▸ Provided entries:
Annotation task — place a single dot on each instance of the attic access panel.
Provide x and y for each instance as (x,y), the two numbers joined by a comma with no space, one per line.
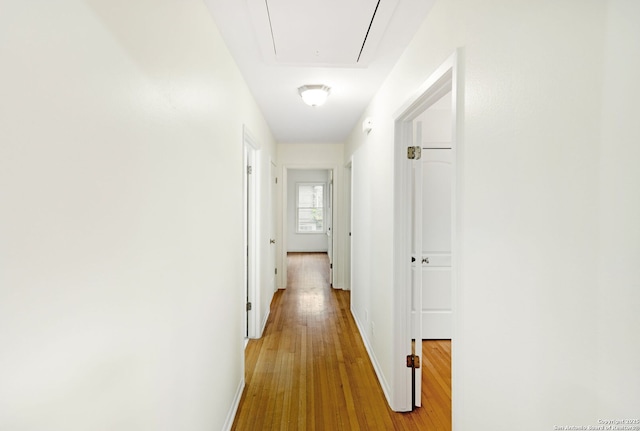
(320,32)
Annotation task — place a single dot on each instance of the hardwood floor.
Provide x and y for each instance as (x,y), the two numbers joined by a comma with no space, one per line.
(310,370)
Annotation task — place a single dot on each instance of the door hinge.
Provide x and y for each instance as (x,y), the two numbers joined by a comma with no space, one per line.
(414,153)
(413,361)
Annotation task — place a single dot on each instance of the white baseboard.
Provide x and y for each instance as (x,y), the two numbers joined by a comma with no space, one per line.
(374,361)
(234,407)
(263,325)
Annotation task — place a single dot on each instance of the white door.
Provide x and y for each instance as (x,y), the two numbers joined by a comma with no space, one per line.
(416,268)
(435,254)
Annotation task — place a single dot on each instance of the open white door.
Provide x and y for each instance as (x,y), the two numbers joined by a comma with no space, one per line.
(435,257)
(425,282)
(416,269)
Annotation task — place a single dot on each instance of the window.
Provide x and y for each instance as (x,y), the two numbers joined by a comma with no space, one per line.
(310,208)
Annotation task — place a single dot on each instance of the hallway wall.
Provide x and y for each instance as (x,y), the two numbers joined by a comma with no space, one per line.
(121,189)
(548,210)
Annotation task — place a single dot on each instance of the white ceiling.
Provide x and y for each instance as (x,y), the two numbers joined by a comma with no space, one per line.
(349,45)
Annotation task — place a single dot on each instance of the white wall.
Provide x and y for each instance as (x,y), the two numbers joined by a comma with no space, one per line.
(618,298)
(121,189)
(314,156)
(304,242)
(549,209)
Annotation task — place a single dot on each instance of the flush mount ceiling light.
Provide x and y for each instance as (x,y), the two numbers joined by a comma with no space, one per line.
(314,95)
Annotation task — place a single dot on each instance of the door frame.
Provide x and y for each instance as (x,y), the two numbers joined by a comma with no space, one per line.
(251,202)
(447,77)
(335,207)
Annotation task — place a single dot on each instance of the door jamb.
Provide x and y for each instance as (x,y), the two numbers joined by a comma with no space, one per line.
(251,229)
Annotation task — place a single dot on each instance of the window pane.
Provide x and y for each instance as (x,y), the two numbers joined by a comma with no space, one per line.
(310,196)
(310,220)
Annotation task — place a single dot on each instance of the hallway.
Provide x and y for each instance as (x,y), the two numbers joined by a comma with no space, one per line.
(310,370)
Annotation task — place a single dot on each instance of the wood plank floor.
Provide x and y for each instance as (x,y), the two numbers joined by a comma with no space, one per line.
(310,370)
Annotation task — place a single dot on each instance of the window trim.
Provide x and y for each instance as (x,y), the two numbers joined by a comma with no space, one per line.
(324,209)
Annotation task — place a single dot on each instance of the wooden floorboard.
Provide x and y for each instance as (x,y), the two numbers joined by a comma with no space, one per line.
(311,371)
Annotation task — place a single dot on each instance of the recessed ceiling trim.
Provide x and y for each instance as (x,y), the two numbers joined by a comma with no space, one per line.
(320,33)
(364,42)
(275,50)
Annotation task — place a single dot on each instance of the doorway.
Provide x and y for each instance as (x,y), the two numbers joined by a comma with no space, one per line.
(427,146)
(306,226)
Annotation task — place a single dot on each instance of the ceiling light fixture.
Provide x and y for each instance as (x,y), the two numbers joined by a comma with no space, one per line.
(314,95)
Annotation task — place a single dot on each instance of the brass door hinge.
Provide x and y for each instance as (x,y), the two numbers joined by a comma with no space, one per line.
(413,361)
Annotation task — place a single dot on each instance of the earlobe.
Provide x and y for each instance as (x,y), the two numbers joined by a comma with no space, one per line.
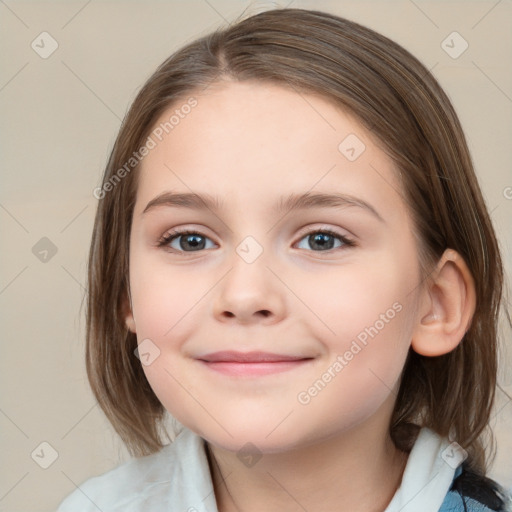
(128,314)
(447,308)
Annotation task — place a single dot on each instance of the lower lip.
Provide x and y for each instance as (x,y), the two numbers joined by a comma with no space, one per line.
(254,369)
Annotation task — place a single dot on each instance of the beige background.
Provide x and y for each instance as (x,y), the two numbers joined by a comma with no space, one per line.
(60,117)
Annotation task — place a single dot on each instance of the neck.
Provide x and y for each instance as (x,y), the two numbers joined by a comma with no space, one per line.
(334,474)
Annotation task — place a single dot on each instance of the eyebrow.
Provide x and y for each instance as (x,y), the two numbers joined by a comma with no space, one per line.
(292,202)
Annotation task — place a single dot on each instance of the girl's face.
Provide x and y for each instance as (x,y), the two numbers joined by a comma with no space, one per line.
(335,311)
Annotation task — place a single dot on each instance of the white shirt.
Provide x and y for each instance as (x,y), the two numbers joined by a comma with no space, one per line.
(177,479)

▸ Your instructions:
Within the entries, find all lines holding "window" and copy each one.

▸ Output below:
Annotation task — place a single dot on each instance of the window.
Annotation task — place a single dot on each instance of the window pane.
Annotation task — place a single dot on each instance of the window trim.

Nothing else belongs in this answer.